I wondered how I was going to make it through the year of 2020 researching and writing this blog. For a while I thought I would have to publish every other month - that could still happen. But not for the reason I thought.  Rather Google has forced a so called "upgrade" on Google Blogger that is beyond a learning curve, it is a time waster.  It has left me unable to easily find my research and so on and when I look for past posts and potential future posts, I feel like screaming.  Repetitive messages to Google stating that I wanted to remain a Legacy Blogger of no use.  So maybe it's time to move this blog to another company?

With all the libraries closed, my access to actual books, as I rarely buy them to research, has been limited.  I had to look through my notes on books I read in the past - as well as consider that using the Internet perhaps more than I normally would. However, these limitations also made me think and work in a different way, perhaps a more modern way.

Meanwhile, I wondered how some of the people who read MISTRESS MANIFESTO BLOGSPOT, people whose extramarital relationships are what keeps them going, were doing.  You see, every time I think that maybe I'm going to run out of people to feature in the blog, I learn about someone else who was or is Kept, at least a little Kept, or another book, or sometimes a reader leaves a suggestion about someone I should research in comments.

So some people wonder WHY DO I DO IT?  WHY DO I WORK SO HARD ON THIS BLOG?

Bouquet, Cloves, Roses, Romantic, Birthday Bouquet

LIKE YOU probably, like most people, I came to maturity thinking that love and marriage would come naturally to me, and that marriage was for a life time and I expected loyalty and faithfulness.  I was surrounded by people who came to marriage that same way, with that same expectation, as well as a sense of religious responsibility, and you could say, duty, to their spouses. It was rare for anyone I knew to get a divorce. One of my best high school friends never mentioned that her parents were going through a rather brutal divorce because they continued to live in the same house and share child care. Divorce was a shameful thing.  I heard the details years later.

*SHORT EXERCISE*
In the blog post, what has limited the writer's access to actual books? The listing is not needed for any task.

*DATASET CONTENT*
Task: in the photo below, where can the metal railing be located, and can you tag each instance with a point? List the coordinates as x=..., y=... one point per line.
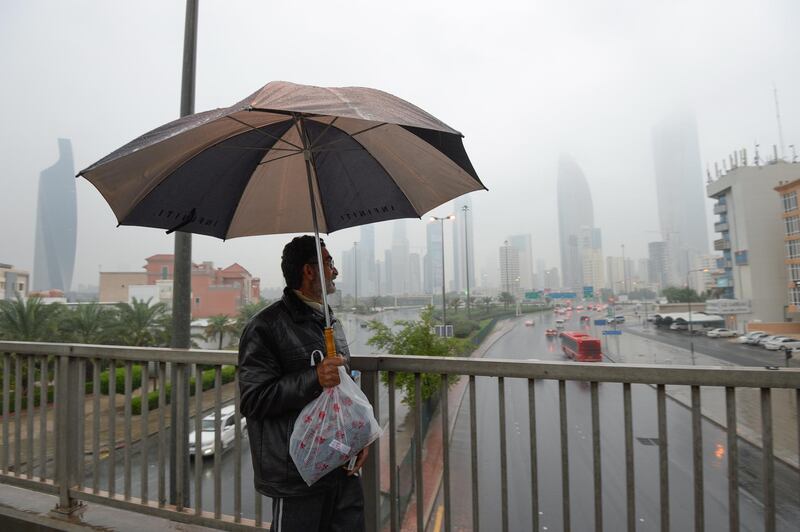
x=71, y=448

*WRITTEN ANSWER*
The libraries are all closed.